Thursday, December 17, 2009

Adjusting for coverage bias and smoothing the Met Office data

As I've worked through Uncertainty estimates in regional and global observed temperature changes: a new dataset from 1850 to reproduce the work done by the Met Office I've come up against something I don't understand. I've written to the Met Office about it, but until I get a reply this blog post is to ask for opinions from any of my dear readers.

In section 6.1 Brohan et al. talk about the problem of coverage bias. If you read this blog post you'll see that in the 1800s there weren't many temperature stations operating and so only a small fraction of the Earth's surface was being observed. There was a very big jump in the number of stations operating in the 1950s.

That means that when using data to estimate the global (or hemispheric) temperature anomaly you need to take into account some error based on how well a small number of stations act as a proxy for the actual temperature over the whole globe. I'm calling this the coverage bias.

To estimate that Brohan et al. use the NCEP/NCAR 40-Year Reanalysis Project data to get an estimate of the error for the groups of stations operating in any year. Using that data it's possible on a year by year basis to calculate the mean error caused by limited coverage and its standard deviation (assuming a normal distribution).

I've now done the same analysis and I have two problems:

1. I get much wider error range for the 1800s than is seen in the paper.

2. I don't understand why the mean error isn't taken into account.

Note that in the rest of this entry I am using smoothed data as described by the Met Office here. I am applying the same 21 point filter to the data to smooth it. My data starts at 1860 because the first 10 years are being used to 'prime' the filter. I extend the data as described on that page.

First here's the smooth trend line for the northern hemisphere temperature anomaly derived from the Met Office data as I have done in other blog posts and without taking into account the coverage bias.

And here's the chart showing the number of stations reporting temperatures by year (again this is smoothed using the same process).

Just looking at that chart you can see that there were very few stations reporting temperature in the mid-1800s and so you'd expect a large error when trying to extrapolate to the entire northern hemisphere.

This chart shows the number of stations by year (as in the previous chart), it's the green line, and then the mean error because of the coverage bias (red line). For example, in 1860 the coverage bias error is just under 0.4C (meaning that if you use the 1860 stations to get to the northern hemisphere anomaly you'll be too hot by about 0.4C. You can see that as the number of stations increases and global coverage improves the error drops.

And more interesting still is the coverage bias error with error bars showing one standard deviation. As you might expect the error is much greater when there are fewer stations and settles down as the number increases. With lots of stations you get a mean error near 0 with very little variation: i.e. it's a good sample.

Now, to put all this together I take the mean coverage bias error for each year and use it to adjust the values from the Met Office data. This causes a small downward change which emphasizes that warming appears to have started around 1900. The adjusted data is the green line.

Now if you plot just the adjusted data but put back in the error bars (and this time the error bars are 1.96 standard deviations since the published literature uses a 95% confidence) you get the following picture:

And now I'm worried because something's wrong, or at least something's different.

1. The published paper on HadCRUT3 doesn't show error bars anything like this for the 1800s. In fact the picture (below) shows almost no difference in the error range (green area) when the coverage is very, very small.

**Exercise tasks:**
• A. In the blog post on coverage bias, why does the author's smoothed data start at 1860?
• B. Check each statement against the blog post on coverage bias. For each one, answer yes or no and quote the words that settle it.
(i) The number of stations operating jumped sharply in the 1950s.
(ii) The error bars on the adjusted data show one standard deviation.
(iii) Adjusting the Met Office values by the mean coverage bias error shifts them upward.
• C. Carry the blog post on coverage bias forward from its last sentence.

**Dataset records:**
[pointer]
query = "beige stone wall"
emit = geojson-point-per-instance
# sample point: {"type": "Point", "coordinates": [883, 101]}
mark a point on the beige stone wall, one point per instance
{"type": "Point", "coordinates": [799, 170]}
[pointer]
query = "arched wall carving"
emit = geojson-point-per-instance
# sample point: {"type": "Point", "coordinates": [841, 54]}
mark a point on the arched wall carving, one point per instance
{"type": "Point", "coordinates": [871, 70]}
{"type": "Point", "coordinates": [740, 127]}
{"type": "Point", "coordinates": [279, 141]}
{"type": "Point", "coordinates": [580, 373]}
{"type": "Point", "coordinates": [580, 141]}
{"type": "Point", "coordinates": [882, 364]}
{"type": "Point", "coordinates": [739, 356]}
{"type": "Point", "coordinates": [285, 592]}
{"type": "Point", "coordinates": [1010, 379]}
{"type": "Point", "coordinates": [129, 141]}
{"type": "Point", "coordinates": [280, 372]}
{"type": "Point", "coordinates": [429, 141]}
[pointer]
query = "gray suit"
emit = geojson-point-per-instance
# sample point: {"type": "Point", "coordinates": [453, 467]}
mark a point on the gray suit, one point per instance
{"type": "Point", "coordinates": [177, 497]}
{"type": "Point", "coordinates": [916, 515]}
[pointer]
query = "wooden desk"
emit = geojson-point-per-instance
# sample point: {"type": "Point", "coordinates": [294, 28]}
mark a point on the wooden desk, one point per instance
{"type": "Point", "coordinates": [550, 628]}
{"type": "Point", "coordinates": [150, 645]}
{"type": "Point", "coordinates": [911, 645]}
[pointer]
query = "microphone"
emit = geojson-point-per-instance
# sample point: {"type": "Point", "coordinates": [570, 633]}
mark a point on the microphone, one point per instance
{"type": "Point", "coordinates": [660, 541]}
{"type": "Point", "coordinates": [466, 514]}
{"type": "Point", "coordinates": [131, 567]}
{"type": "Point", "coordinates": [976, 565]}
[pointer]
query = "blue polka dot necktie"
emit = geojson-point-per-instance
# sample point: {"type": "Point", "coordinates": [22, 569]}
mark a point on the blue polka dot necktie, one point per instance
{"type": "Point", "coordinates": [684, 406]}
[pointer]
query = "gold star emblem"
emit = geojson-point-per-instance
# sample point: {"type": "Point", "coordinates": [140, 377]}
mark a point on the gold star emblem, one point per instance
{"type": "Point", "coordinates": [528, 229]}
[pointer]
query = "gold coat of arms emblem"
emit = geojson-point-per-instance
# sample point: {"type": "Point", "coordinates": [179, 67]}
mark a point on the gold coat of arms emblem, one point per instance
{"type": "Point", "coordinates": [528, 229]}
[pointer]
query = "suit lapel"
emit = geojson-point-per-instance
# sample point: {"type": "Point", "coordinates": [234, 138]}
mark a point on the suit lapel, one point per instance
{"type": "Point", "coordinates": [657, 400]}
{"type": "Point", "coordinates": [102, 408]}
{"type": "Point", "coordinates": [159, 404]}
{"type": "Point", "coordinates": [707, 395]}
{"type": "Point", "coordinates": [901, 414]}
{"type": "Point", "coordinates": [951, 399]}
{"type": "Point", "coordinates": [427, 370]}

**Task-by-task results:**
• A. The first 10 years are used to 'prime' the 21 point filter.

• B.
(i) Yes: "There was a very big jump in the number of stations operating in the 1950s."
(ii) No: "this time the error bars are 1.96 standard deviations since the published literature uses a 95% confidence"
(iii) No: "This causes a small downward change which emphasizes that warming appears to have started around 1900."

• C.
2. The paper doesn't talk about adjusting using the mean.

So I think there are two possibilities:

A. There's an error in the paper and I've managed to find it. I consider this a remote possibility and I'd be astonished if I'm actually right and the peer reviewed paper is wrong.

B. There's something wrong in my program in calculating the error range from the sub-sampling data.

If I am right and the paper is wrong there's a scary conclusion... take a look at the error bars for 1860 and scan your eyes right to the present day. The current temperature is within the error range for 1860 making it difficult to say that we know that it's hotter today than 150 years ago. The trend is clearly upwards but the limited coverage appears to say that we can't be sure.

So, dear readers, is there someone else out there who can double check my work? Go do the sub-sampling yourself and see if you can reproduce the published data. Read the paper and tell me the error of my ways.

UPDATE It suddenly occurred to me that the adjustment that they are probably using isn't the standard deviation but the standard error. I'll need to rerun the numbers to see what the shape looks like, but it should reduce the error bounds a lot.

UPDATE Here's what the last graph looks like if I swap out the standard deviation for the standard error.

That's more like it, I'm going to guess that this what Brohan et al. are doing (without saying it explicitly). But that doesn't explain why their error seems to remain constant. Anyone help with that?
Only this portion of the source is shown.